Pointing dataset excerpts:
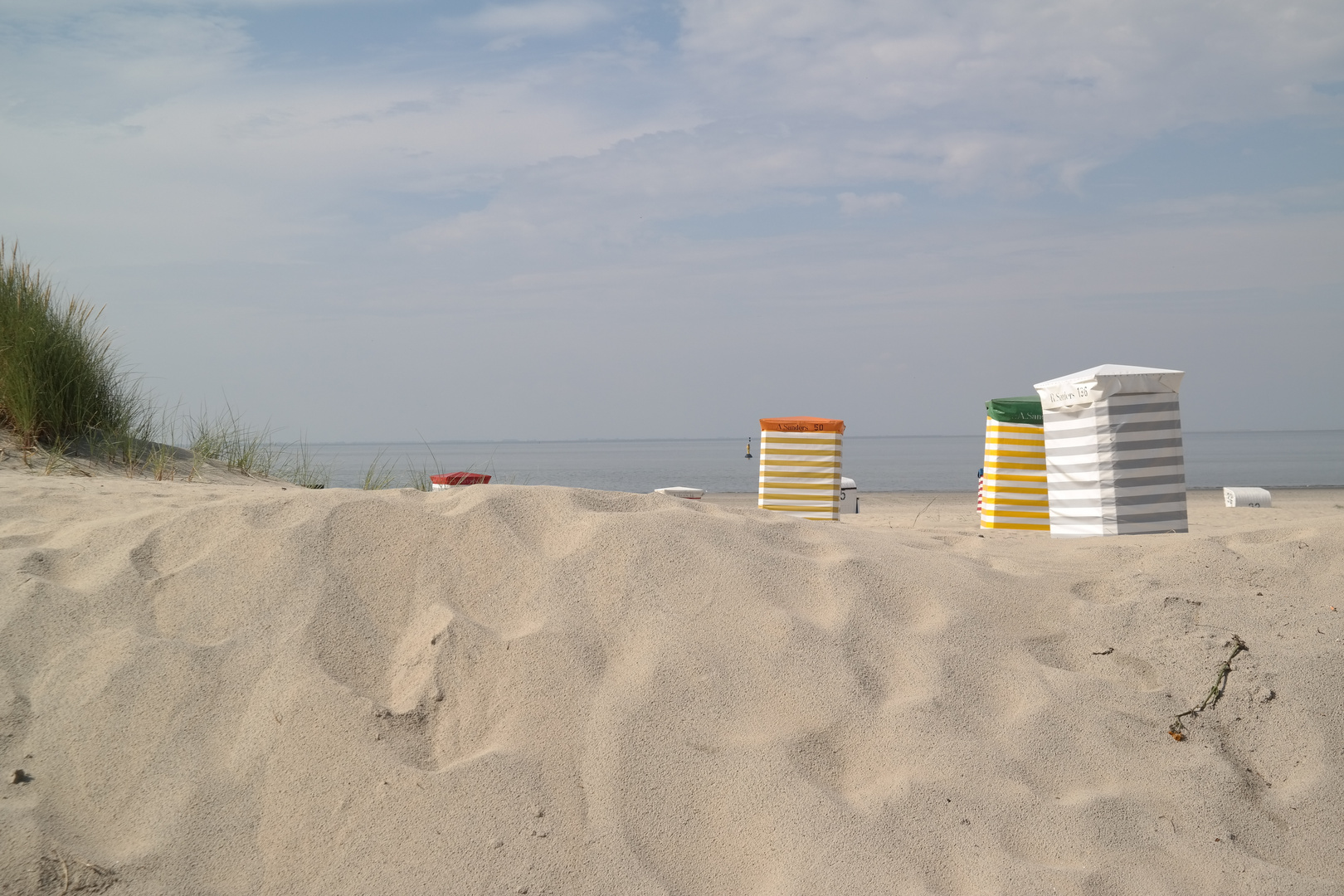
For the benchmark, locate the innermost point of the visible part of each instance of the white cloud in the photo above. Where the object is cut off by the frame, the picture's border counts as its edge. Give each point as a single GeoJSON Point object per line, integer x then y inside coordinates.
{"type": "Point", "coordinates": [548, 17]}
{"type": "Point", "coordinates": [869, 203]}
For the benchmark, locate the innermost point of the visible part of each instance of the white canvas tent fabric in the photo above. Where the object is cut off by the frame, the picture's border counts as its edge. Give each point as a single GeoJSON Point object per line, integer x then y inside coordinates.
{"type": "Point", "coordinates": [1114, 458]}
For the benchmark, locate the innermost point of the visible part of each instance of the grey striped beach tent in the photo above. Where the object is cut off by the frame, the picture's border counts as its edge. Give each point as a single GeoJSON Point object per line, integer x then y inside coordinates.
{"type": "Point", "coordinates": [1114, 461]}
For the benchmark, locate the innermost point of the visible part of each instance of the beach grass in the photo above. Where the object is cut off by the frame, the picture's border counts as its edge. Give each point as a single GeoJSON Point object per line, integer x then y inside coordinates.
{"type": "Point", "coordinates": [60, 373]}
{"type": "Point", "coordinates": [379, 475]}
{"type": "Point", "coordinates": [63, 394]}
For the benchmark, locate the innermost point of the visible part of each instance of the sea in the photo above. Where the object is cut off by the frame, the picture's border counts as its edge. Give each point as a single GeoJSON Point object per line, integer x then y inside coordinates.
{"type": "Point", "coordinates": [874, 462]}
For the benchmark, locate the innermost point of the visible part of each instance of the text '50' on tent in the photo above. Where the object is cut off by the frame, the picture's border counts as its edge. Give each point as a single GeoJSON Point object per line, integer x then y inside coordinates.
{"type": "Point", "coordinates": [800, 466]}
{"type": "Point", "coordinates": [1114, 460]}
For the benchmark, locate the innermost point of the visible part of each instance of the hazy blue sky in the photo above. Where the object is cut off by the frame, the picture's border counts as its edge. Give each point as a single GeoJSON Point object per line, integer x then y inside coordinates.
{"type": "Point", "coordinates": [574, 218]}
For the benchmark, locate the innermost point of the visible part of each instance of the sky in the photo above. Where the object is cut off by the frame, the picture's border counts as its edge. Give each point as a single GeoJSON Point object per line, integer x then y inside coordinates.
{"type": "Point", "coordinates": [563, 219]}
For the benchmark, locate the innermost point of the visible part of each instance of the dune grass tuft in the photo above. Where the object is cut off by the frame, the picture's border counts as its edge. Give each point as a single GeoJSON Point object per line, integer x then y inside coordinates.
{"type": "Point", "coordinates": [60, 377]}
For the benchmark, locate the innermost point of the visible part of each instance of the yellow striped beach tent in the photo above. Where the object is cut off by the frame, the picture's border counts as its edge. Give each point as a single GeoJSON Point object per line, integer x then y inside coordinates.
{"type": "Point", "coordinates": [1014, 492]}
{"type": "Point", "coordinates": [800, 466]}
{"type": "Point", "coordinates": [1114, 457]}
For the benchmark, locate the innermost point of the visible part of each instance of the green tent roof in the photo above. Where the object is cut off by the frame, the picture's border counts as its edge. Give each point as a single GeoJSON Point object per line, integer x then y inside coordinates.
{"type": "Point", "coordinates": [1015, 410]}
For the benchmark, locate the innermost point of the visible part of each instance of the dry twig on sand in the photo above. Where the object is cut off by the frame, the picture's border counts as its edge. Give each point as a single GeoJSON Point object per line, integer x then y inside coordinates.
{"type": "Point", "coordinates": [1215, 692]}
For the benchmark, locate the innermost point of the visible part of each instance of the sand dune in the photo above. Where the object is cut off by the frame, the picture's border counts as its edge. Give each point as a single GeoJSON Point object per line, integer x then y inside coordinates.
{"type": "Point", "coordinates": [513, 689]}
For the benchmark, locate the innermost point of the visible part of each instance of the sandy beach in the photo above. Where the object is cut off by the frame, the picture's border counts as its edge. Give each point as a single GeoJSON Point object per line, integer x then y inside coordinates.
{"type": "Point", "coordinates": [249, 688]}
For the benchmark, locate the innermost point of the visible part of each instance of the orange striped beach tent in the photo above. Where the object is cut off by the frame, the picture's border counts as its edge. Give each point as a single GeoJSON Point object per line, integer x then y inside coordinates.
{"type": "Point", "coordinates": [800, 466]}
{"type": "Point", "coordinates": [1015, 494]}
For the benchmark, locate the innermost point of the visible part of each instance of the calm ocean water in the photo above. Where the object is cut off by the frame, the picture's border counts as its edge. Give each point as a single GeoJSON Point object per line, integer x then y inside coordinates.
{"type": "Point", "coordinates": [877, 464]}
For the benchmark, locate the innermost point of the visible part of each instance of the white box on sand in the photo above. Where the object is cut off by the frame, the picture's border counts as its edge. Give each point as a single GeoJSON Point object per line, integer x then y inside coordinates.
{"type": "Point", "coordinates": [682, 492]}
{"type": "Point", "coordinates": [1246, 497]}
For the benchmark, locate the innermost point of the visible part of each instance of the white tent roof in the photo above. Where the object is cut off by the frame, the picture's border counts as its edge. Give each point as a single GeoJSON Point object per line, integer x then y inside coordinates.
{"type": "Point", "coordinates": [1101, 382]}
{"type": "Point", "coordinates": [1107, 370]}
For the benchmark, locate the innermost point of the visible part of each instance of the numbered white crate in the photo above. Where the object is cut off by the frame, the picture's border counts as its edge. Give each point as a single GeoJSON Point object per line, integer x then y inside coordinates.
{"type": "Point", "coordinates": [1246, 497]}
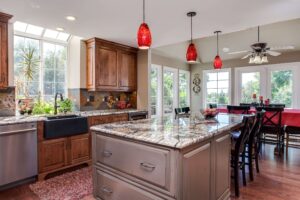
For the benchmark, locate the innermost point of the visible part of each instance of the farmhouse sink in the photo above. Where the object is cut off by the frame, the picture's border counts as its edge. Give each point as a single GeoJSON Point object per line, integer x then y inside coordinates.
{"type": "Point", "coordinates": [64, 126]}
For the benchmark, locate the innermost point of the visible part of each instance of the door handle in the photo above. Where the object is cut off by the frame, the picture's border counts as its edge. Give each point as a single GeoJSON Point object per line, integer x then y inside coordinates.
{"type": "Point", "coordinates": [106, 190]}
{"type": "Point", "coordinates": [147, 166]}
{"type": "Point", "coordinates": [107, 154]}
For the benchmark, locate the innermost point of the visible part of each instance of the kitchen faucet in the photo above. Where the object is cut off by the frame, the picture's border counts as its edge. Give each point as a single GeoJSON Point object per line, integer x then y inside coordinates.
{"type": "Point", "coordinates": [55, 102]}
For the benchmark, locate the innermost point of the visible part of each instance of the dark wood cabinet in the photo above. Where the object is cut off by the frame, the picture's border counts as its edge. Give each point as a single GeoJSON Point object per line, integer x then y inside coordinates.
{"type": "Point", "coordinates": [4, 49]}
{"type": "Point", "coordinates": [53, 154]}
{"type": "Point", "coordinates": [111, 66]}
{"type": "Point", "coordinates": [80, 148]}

# [REQUIRED WORK]
Would you return the data exactly as written, without the pictures?

# [SOLUTION TO THIS EXERCISE]
For the benchmark, locate the innermost point of the visible part of each instance of the white cloud in the photo above. Where the object is cut off by the frame, the picture's border counts as its edge. Give each point as a single GeoJSON Point object per line, integer x then y inside coordinates.
{"type": "Point", "coordinates": [548, 17]}
{"type": "Point", "coordinates": [869, 203]}
For the benchmark, locate the innermost point of the visible part of each instance of the white canvas tent fabric in the photo above. Where the object is cut off by the frame, the picture's border counts as its edge. Give each point as a single GeoJSON Point object per line, integer x then y inside coordinates.
{"type": "Point", "coordinates": [1114, 458]}
For the benchmark, locate the innermost point of the visible part of each instance of the grey striped beach tent in the photo above. Where the object is cut off by the frame, the picture's border counts as its edge. Give each point as a single GeoJSON Point object per line, integer x then y inside coordinates.
{"type": "Point", "coordinates": [1114, 461]}
For the benchmark, locate the innermost point of the visible part of each instance of the beach grass in the photo above. Where the object is cut off by the frame, the picture's border counts as its edge. Give each point as a single GeoJSON Point object per line, integer x then y inside coordinates.
{"type": "Point", "coordinates": [60, 373]}
{"type": "Point", "coordinates": [379, 475]}
{"type": "Point", "coordinates": [63, 394]}
For the benchmark, locate the innermost point of the visible part of each instance of the sea in the photo above. Where the object is cut off by the frame, the picture's border counts as its edge. Give each point as a single GeoJSON Point object per line, integer x then y inside coordinates.
{"type": "Point", "coordinates": [874, 462]}
For the benchmark, locate the innermost point of the visible part of each instance of the text '50' on tent in the photo above. Where the object is cut off by the frame, the picture's border counts as its edge. Give each point as a single GeoJSON Point object per line, integer x then y inside coordinates.
{"type": "Point", "coordinates": [800, 466]}
{"type": "Point", "coordinates": [1114, 460]}
For the benchmark, locate the innermost point of the visible part of each instance of the hazy blue sky in the photo above. Where the object is cut off by the frame, the picture's border counts as its edge. Give each point as a single GeoJSON Point object per line, integer x then y inside coordinates.
{"type": "Point", "coordinates": [574, 218]}
For the benchmark, locate the innermost point of the visible part of each instance of the sky in the photo above. Where the object is cut off by the frame, the picture's border counts as its edge. Give each point as a single GeoJSON Point object per line, integer x then y inside coordinates.
{"type": "Point", "coordinates": [563, 219]}
For the benchmark, locate the innermost point of the visible part of each instance of the dune grass tuft in the photo above. Where the object is cut off by the frame, the picture's border counts as its edge. Give each point as a single GeoJSON Point object per line, integer x then y inside coordinates.
{"type": "Point", "coordinates": [60, 377]}
For the benchmark, locate the innermost point of the visible part of each instance of the yellow striped beach tent in the photo above. Where the object is cut off by the frame, the picture's border counts as its edge. Give each point as a single GeoJSON Point object per line, integer x then y inside coordinates.
{"type": "Point", "coordinates": [1014, 492]}
{"type": "Point", "coordinates": [800, 466]}
{"type": "Point", "coordinates": [1114, 457]}
For the benchmark, locate the innermost point of the visible part of each instance of the green tent roof in the photo above. Where the object is cut off by the frame, the picture's border counts as its edge. Give each point as a single GeoJSON Point object per line, integer x then y inside coordinates.
{"type": "Point", "coordinates": [1015, 410]}
For the benchmark, locate the innermost point of the visible part of each instance of the dry twig on sand in the photo above. Where the object is cut off by the frame, the picture's border counts as its edge. Give each point as a single GeoJSON Point object per line, integer x then y inside coordinates.
{"type": "Point", "coordinates": [1215, 692]}
For the benchmark, locate the innermost point of the visible part of each instance of the sand dune in the photo above. Where the object is cut off by the frame, the picture's border counts as its edge. Give each point as a single GeoJSON Point object per line, integer x then y inside coordinates.
{"type": "Point", "coordinates": [513, 689]}
For the benchmark, locate the innermost point of the visible part of each instance of the sandy beach in the photo above. Where the object is cut off by the frame, the picture's border counts as its edge. Give each point as a single GeoJSON Point object per line, integer x then y inside coordinates.
{"type": "Point", "coordinates": [249, 688]}
For the benchmark, locate the innermost point of the visible part of each instance of the orange striped beach tent in the photo above. Where the object is cut off by the frame, the picture's border counts as its edge. Give each point as a single GeoJSON Point object per line, integer x then y inside coordinates.
{"type": "Point", "coordinates": [800, 466]}
{"type": "Point", "coordinates": [1015, 494]}
For the benchmark, locate the innermost point of the visible part of each instance of the calm ocean water in the photo above. Where the object is cut off by the frame, the picture's border counts as its edge. Give each point as a single GeoJSON Point object per line, integer x then y inside coordinates.
{"type": "Point", "coordinates": [877, 464]}
For the benchmark, locate the innermost point of the visible part of each instance of the white box on sand in the photo above. Where the object is cut off by the frame, the picture's border counts as its edge. Give each point as a single GeoJSON Point object per line, integer x then y inside coordinates.
{"type": "Point", "coordinates": [682, 492]}
{"type": "Point", "coordinates": [1246, 497]}
For the benchmark, locate the innermost point of the visible part of each instance of the white tent roof in the photo above. Where the object is cut off by the frame, the picture's border counts as its edge. Give each point as a single GeoJSON Point object per line, integer x then y inside coordinates.
{"type": "Point", "coordinates": [1101, 382]}
{"type": "Point", "coordinates": [1107, 370]}
For the benchmark, locate the innermost point of the visible part of each instance of the numbered white crate in the photo above. Where the object is cut off by the frame, the picture's border counts as its edge. Give each point as a single GeoJSON Point object per line, integer x then y inside coordinates.
{"type": "Point", "coordinates": [1246, 497]}
For the benchmark, locate the innermost point of the visible part of each instance of the farmhouse sink in the photo above. Where the object is cut off by the frame, the picture's border counts as its edge. Give each point as a single GeoJSON Point object per line, integer x then y inside coordinates.
{"type": "Point", "coordinates": [64, 126]}
For the benchmark, locate the innermost point of the visible part of each instance of the door handle in the photo above. Where the object is cut off by the frame, the picture's border counts as its edge. Give each point as a single GeoJSON Point object per line, integer x then y inside coordinates.
{"type": "Point", "coordinates": [106, 190]}
{"type": "Point", "coordinates": [147, 166]}
{"type": "Point", "coordinates": [107, 154]}
For the benchmark, locate the innermost point of the visible part of each instance of the kitchen faucet in the photo above. Where the object is cut off by the frame, the picture's border counts as its edge. Give each point as a single GeoJSON Point object per line, integer x then y inside coordinates.
{"type": "Point", "coordinates": [55, 102]}
For the benchmark, locate the innermost point of the visible part of each instance of the dark wood cabinet in the photo above. Where the object is cut off by the frame, the picture's border counts as its edge. Give each point as a single GeoJSON Point object per line, integer x then y inside coordinates.
{"type": "Point", "coordinates": [4, 49]}
{"type": "Point", "coordinates": [53, 154]}
{"type": "Point", "coordinates": [111, 66]}
{"type": "Point", "coordinates": [80, 148]}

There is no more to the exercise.